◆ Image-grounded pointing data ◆
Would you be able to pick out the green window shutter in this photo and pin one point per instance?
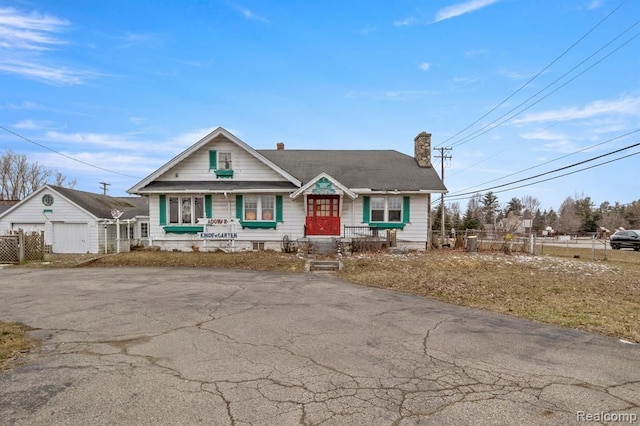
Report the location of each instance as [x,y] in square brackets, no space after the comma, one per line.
[163,209]
[406,205]
[366,210]
[213,159]
[239,207]
[279,207]
[208,205]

◆ WHAT YOU HAVE TO DO ◆
Each line above is to be copied verbatim. Drop any image from the copy.

◆ OUTPUT FOR THIS TASK ◆
Would you be able to pick out the green window shutter in this photo and pin one point per instance?
Report the location of each instance as [x,y] in square brackets, no space after the comma, one per line.
[163,209]
[406,205]
[366,210]
[213,159]
[239,207]
[279,207]
[208,205]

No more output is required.